### What is needed
Please extract the passage from the clothes dryer text that runs from "Referring now to" up to and including "line (not shown).", copying it word for word.

### Quoted text
The controller 72 may include a memory and microprocessor, such as a general or special purpose microprocessor operable to execute programming instructions or micro-control code associated with a drying cycle. The memory may represent random access memory such as DRAM, or read only memory such as ROM or FLASH. In one embodiment, the processor executes programming instructions stored in memory. The memory may be a separate component from the processor or may be included onboard within the processor. Alternatively, controller 72 may be constructed without using a microprocessor, e.g., using a combination of discrete analog and/or digital logic circuitry (such as switches, amplifiers, integrators, comparators, flip-flops, AND gates, and the like) to perform control functionality instead of relying upon software. The cycle selector knob 70 and other components of dryer 10 may be in communication with controller 72 via one or more signal lines or shared communication busses.

Referring now to FIG. 3, is a schematic representation of an exemplary embodiment of the refrigerant based heating system 40 as may be used with clothes dryer 10 is provided. During steady state operating conditions, moisture laden air (arrow E) received from drum 26 is caused to flow across an evaporator 116, where the temperature of the air is reduced through heat exchange with evaporator 116, or more particularly with the refrigerant that is vaporized within, e.g., coils or tubing of the evaporator 116. This vaporization process absorbs both the sensible and the latent heat from the moisture laden air—thereby reducing its temperature. As a result, moisture in the air is condensed and is drained out using a drain line (not shown).

Air passing over the evaporator 116 becomes drier and cooler than when it was received from drum 26 of dryer 10. As shown by arrow C, the air from evaporator 116 is subsequently caused to flow across a condenser 104 (e.g., across coils or tubing of the condenser 104). As used herein, it should be understood that the term “condenser” also includes one or more gas coolers and other heat exchangers for cooling and/or condensing the refrigerant. The refrigerant in the condenser 104 may be in a gaseous state at a relatively high temperature compared to the air from evaporator 116. As a result, heat energy is transferred to the air, thereby elevating its temperature and providing warm air for resupply to the drum 26 of dryer 10. Because the same air is recycled through drum 26 and heating system 40, dryer 10 can have a much greater efficiency than traditional clothes dryers where warm, moisture laden air is exhausted to the environment.

### Information supplied
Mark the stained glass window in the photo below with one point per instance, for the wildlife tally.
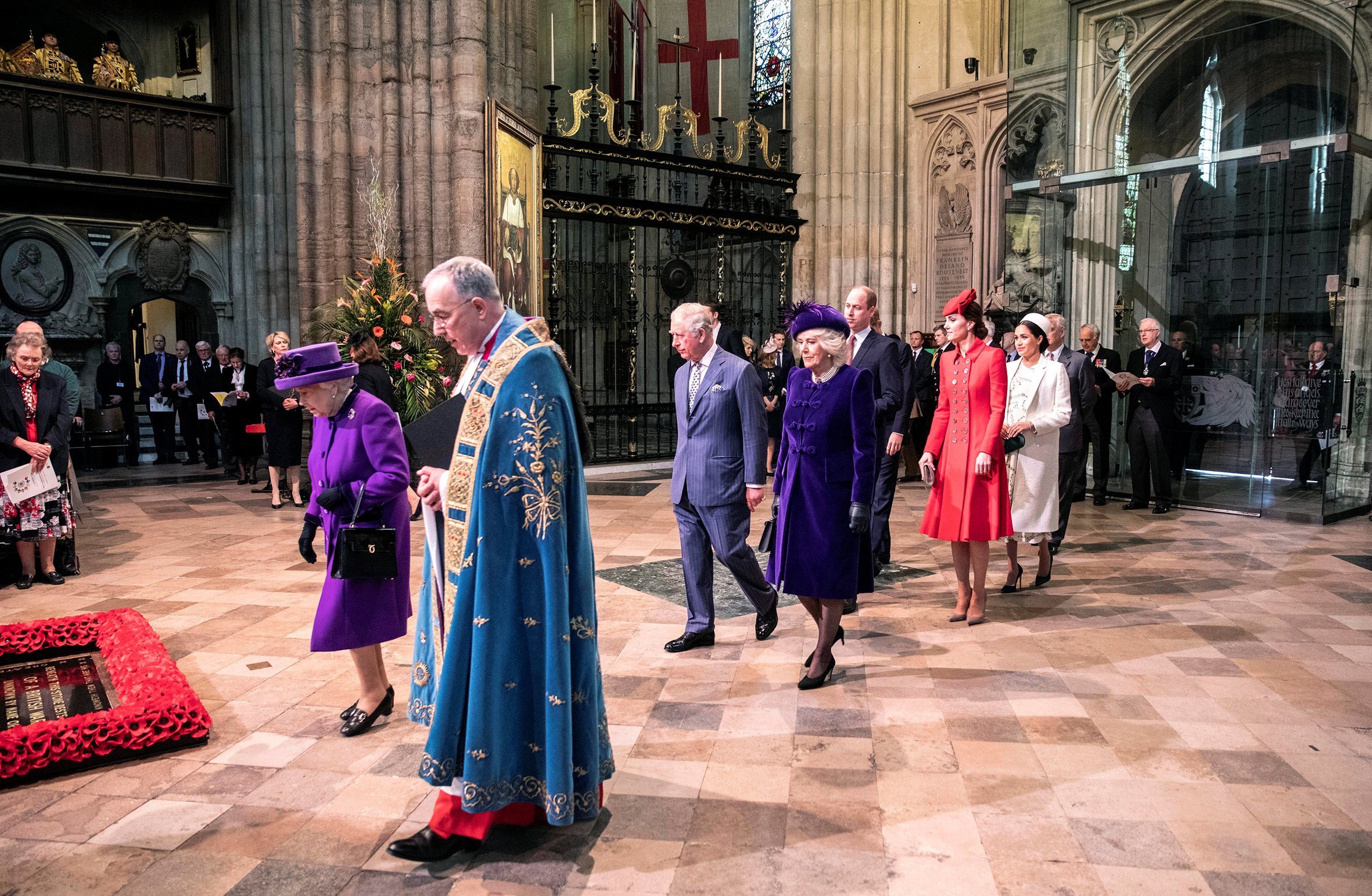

### Response below
Referring now to FIG. 3, is a schematic representation of an exemplary embodiment of the refrigerant based heating system 40 as may be used with clothes dryer 10 is provided. During steady state operating conditions, moisture laden air (arrow E) received from drum 26 is caused to flow across an evaporator 116, where the temperature of the air is reduced through heat exchange with evaporator 116, or more particularly with the refrigerant that is vaporized within, e.g., coils or tubing of the evaporator 116. This vaporization process absorbs both the sensible and the latent heat from the moisture laden air—thereby reducing its temperature. As a result, moisture in the air is condensed and is drained out using a drain line (not shown).